[Referring expression data]
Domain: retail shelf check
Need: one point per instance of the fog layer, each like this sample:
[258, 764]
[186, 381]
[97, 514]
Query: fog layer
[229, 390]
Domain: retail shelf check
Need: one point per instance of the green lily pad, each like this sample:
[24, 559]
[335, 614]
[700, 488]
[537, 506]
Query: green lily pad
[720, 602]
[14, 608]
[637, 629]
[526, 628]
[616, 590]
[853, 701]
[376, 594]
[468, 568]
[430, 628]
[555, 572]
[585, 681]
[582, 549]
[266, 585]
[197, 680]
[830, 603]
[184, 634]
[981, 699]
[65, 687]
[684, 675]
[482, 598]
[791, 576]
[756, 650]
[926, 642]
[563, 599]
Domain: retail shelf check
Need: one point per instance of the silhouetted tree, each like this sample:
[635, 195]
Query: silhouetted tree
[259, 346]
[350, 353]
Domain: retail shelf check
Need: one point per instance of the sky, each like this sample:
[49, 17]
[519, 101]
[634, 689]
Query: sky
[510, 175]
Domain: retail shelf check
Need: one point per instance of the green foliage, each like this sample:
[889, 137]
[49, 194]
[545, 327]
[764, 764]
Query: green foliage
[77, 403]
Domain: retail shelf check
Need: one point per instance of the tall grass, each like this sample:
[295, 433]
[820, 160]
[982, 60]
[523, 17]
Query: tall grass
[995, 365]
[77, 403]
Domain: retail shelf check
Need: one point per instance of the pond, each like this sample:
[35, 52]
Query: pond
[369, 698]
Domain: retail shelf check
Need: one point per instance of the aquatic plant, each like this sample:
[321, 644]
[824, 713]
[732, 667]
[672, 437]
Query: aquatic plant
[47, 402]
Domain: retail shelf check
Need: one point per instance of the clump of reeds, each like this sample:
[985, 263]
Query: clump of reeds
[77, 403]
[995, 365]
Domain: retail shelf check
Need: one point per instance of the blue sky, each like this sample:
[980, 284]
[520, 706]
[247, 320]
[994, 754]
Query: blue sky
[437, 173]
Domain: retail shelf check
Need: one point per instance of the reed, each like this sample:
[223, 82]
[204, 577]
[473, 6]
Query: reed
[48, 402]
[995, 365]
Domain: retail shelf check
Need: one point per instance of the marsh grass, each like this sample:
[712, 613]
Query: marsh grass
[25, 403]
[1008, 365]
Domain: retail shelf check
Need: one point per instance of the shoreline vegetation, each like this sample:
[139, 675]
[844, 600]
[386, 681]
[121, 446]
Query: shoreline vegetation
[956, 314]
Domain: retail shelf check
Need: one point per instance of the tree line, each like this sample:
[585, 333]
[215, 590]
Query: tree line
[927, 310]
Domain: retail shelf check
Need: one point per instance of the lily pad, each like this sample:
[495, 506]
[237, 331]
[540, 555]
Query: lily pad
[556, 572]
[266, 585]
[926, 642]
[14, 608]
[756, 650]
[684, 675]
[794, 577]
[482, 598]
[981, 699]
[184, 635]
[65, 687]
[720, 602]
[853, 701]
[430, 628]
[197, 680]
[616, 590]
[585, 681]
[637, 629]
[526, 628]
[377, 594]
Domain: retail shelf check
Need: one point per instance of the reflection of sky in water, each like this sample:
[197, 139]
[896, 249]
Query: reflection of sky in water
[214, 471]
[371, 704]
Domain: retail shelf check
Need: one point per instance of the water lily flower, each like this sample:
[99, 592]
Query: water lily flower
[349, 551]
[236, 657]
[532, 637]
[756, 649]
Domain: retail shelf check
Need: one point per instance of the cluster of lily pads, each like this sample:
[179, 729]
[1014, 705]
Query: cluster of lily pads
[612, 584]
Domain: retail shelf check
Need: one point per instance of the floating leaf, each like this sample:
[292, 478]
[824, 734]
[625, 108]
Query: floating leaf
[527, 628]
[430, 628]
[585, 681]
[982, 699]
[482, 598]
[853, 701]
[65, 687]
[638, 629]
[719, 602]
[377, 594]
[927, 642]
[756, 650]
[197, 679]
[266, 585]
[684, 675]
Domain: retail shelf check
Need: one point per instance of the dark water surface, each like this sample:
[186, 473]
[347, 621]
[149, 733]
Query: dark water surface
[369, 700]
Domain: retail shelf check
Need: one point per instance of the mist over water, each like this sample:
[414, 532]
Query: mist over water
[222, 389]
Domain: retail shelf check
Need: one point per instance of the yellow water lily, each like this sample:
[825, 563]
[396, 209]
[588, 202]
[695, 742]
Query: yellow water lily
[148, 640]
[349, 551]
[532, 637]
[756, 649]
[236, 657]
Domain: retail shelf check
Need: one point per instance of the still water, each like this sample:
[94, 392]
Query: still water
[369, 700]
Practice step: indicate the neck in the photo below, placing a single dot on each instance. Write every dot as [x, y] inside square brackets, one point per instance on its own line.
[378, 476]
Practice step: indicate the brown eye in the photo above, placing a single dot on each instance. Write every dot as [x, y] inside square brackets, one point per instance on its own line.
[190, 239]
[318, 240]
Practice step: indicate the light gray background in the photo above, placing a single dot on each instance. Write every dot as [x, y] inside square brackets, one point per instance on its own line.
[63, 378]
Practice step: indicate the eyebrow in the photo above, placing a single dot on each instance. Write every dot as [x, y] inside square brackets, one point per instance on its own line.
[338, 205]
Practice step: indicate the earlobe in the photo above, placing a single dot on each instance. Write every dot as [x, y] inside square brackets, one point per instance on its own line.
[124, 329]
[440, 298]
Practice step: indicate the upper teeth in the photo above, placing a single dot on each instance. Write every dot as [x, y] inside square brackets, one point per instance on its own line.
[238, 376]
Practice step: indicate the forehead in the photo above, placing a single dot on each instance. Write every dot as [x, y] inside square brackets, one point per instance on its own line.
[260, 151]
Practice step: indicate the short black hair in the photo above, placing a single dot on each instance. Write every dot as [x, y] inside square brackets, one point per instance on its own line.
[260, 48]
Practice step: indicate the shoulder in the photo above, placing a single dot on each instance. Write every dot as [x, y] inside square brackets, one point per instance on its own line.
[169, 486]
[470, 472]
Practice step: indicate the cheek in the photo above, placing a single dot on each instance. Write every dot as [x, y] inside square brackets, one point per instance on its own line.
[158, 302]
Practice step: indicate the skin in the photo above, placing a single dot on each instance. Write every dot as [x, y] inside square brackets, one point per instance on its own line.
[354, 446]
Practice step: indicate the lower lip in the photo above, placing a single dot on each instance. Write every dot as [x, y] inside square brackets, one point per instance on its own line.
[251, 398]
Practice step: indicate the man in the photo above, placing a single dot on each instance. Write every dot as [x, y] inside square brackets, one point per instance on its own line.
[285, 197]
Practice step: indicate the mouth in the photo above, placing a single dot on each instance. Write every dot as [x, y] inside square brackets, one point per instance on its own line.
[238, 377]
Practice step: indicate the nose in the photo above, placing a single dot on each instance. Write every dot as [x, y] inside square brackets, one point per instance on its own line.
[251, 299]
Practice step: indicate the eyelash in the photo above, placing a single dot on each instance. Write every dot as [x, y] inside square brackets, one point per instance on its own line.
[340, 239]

> **HOW TO COMPLETE THIS TASK**: Would you please copy every line of the data exactly?

> **THE ANSWER**:
Domain: retail shelf check
Need: one point per instance of the fog layer, each like this sample:
[258, 764]
[186, 381]
[97, 514]
Query: fog layer
[229, 390]
Domain: retail shelf check
Need: one point per instance of the green lily pad, each like this sample:
[24, 559]
[335, 614]
[700, 488]
[537, 506]
Query: green lily pad
[720, 602]
[14, 608]
[637, 629]
[526, 628]
[616, 590]
[853, 701]
[376, 594]
[468, 568]
[430, 628]
[555, 572]
[585, 681]
[582, 549]
[266, 585]
[197, 680]
[830, 603]
[184, 634]
[981, 699]
[65, 687]
[684, 675]
[482, 598]
[791, 576]
[756, 650]
[926, 642]
[563, 599]
Domain: retail shelf check
Need: one point per instance of the silhouetted tree, each like this sample:
[635, 195]
Query: silhouetted tree
[259, 346]
[350, 353]
Domain: retail shelf check
Need: one point per instance of the sky, each like this sample:
[49, 17]
[519, 101]
[634, 689]
Query: sky
[510, 175]
Domain: retail shelf check
Need: one point per instance of the green foliage, each like this sample:
[889, 137]
[49, 194]
[545, 327]
[764, 764]
Query: green foliage
[77, 403]
Domain: retail shelf check
Need: one point per instance of the tall grass, each like this sample:
[295, 433]
[820, 160]
[982, 60]
[523, 17]
Query: tall grass
[995, 365]
[77, 403]
Domain: retail shelf check
Need: one point per instance of the pond, each like this sample:
[35, 52]
Query: pond
[369, 698]
Domain: retail shelf check
Need: one point per instance of the aquatic plant, each like this sample:
[321, 644]
[824, 713]
[732, 667]
[672, 437]
Query: aquatic plant
[47, 402]
Domain: retail shelf check
Need: one point per instance of the clump of reeds, each like this sample:
[985, 263]
Query: clump of reeds
[77, 403]
[995, 365]
Domain: retail shelf check
Need: one point per instance of the blue sky, each like this sample:
[980, 284]
[520, 706]
[247, 320]
[994, 754]
Query: blue sky
[437, 173]
Domain: retail shelf check
Need: one point per instance of the reed, each like this sample:
[223, 82]
[204, 577]
[473, 6]
Query: reed
[48, 402]
[995, 365]
Domain: retail shelf check
Need: one point per instance of the marsh grass, each like this sample:
[712, 613]
Query: marsh grass
[25, 403]
[1008, 365]
Domain: retail shelf check
Need: one point per instance of the shoreline vegetation, each like this sample:
[139, 675]
[844, 600]
[386, 681]
[121, 446]
Query: shoreline vegetation
[956, 314]
Domain: retail shelf check
Need: one point per instance of the tree line, each like this sample:
[585, 333]
[215, 590]
Query: tree line
[927, 310]
Domain: retail shelf check
Need: one point per instance of the lily pad, each like this sample:
[495, 506]
[237, 331]
[540, 555]
Query: lily pad
[556, 572]
[266, 585]
[926, 642]
[14, 608]
[756, 650]
[684, 675]
[794, 577]
[482, 598]
[981, 699]
[184, 635]
[65, 687]
[720, 602]
[853, 701]
[430, 628]
[197, 680]
[616, 590]
[585, 681]
[637, 629]
[526, 628]
[377, 594]
Domain: retail shelf check
Need: one point per instance of the reflection of sky in water, each like this sample:
[197, 139]
[896, 249]
Query: reflection of sky in water
[214, 471]
[371, 704]
Domain: retail shelf check
Need: one point per instance of the water lily flower, each like this sample:
[99, 592]
Query: water lily flower
[349, 551]
[236, 657]
[532, 637]
[756, 649]
Domain: retail shelf check
Need: one point per instance of the cluster of lily pads, each like this sample:
[179, 729]
[1014, 705]
Query: cluster of lily pads
[612, 584]
Domain: retail shelf check
Need: one point per instance of the floating leaf, each like this sample:
[292, 478]
[824, 734]
[625, 108]
Query: floating leaf
[527, 628]
[430, 628]
[585, 681]
[982, 699]
[482, 598]
[853, 701]
[65, 687]
[638, 629]
[719, 602]
[377, 594]
[927, 642]
[756, 650]
[197, 679]
[266, 585]
[684, 675]
Domain: retail shelf check
Need: one point per instance of the dark water surface, each like this sample:
[186, 473]
[347, 621]
[149, 733]
Query: dark water surface
[369, 700]
Domain: retail shelf check
Need: one point per instance of the mist over water, each like this sample:
[414, 532]
Query: mist over water
[222, 389]
Domain: retail shelf check
Need: one point per instance of the yellow water lily, each like this sample:
[825, 563]
[396, 209]
[588, 202]
[695, 742]
Query: yellow water lily
[148, 640]
[349, 551]
[532, 637]
[756, 649]
[236, 657]
Domain: retail shelf check
Need: one point per instance of the still water, each like this sample:
[94, 392]
Query: still water
[369, 700]
Practice step: indicate the neck in the photo below, placing a single dot on each instance. Write every dot as [x, y] inside square brackets, one point per instance on its own line.
[378, 476]
Practice step: indicate the brown eye in the photo above, placing a single dot on each instance. Write every dot as [x, y] inside square brackets, one point per instance on its own line.
[190, 239]
[318, 240]
Practice step: indicate the light gray background in the photo above, placing a single dot on each instance. Write every dot as [x, y] inside square brackets, one point per instance on its own line.
[63, 378]
Practice step: indicate the eyebrow in the photo above, placing a single dot on each instance. Write every dot as [x, y] inside square brackets, one point per instance on its own line.
[338, 205]
Practice step: indicate the earlobe in the photo above, placing a single dot on each instance. Write every dot as [x, y] inside square brackets, one point per instance on its own line.
[124, 329]
[440, 298]
Practice step: indicate the upper teeth in the photo above, placing a single dot on each instance. Write every dot as [x, y] inside square brackets, one point per instance on its own line.
[238, 376]
Practice step: indicate the forehead in the photo above, placing a single dot on each instance. Write every dot as [x, y] inside square brackets, one point per instance on its own line.
[260, 151]
Practice step: indicate the short black hair in the photo above, placing a single dot on each instance. Write every dot as [x, y] inside square brackets, one point per instance on its own line.
[260, 48]
Practice step: indicate the shoulder in the photo above, placing a single dot on each instance. Write every dot as [x, y] inside square brackets, one point per instance on its own line.
[169, 486]
[470, 472]
Practice step: indicate the cheek in the photo above, placing a single dot on each instance. Write every dot as [x, y] inside square brackets, one point per instance on its own line.
[158, 302]
Practice step: indicate the skin in the photo above, placing a single dot on each instance. Write every dot as [x, y] inside square brackets, one point per instance on its own line.
[354, 446]
Practice step: indicate the lower lip in the photo above, placing a single dot on each instance. Write every dot as [x, y] inside square brackets, one point per instance on its own line.
[251, 398]
Practice step: indicate the man in the photo above, placing a single dot on each instance. Write every dot as [x, y] inside square brackets, one point per instance on its own line.
[285, 197]
Practice step: indicate the mouth in the photo above, placing a single dot on each instance. Write every dot as [x, y] inside square brackets, one point per instance on its own line.
[238, 377]
Practice step: indicate the nose in the photo above, placing a single dot on each instance. Write every dot as [x, y] inside square brackets, one point per instance on its own line.
[251, 299]
Practice step: indicate the eyelash in the photo above, placing a single dot on each instance. Write every dot as [x, y] inside square brackets, one point per instance on its own line.
[340, 239]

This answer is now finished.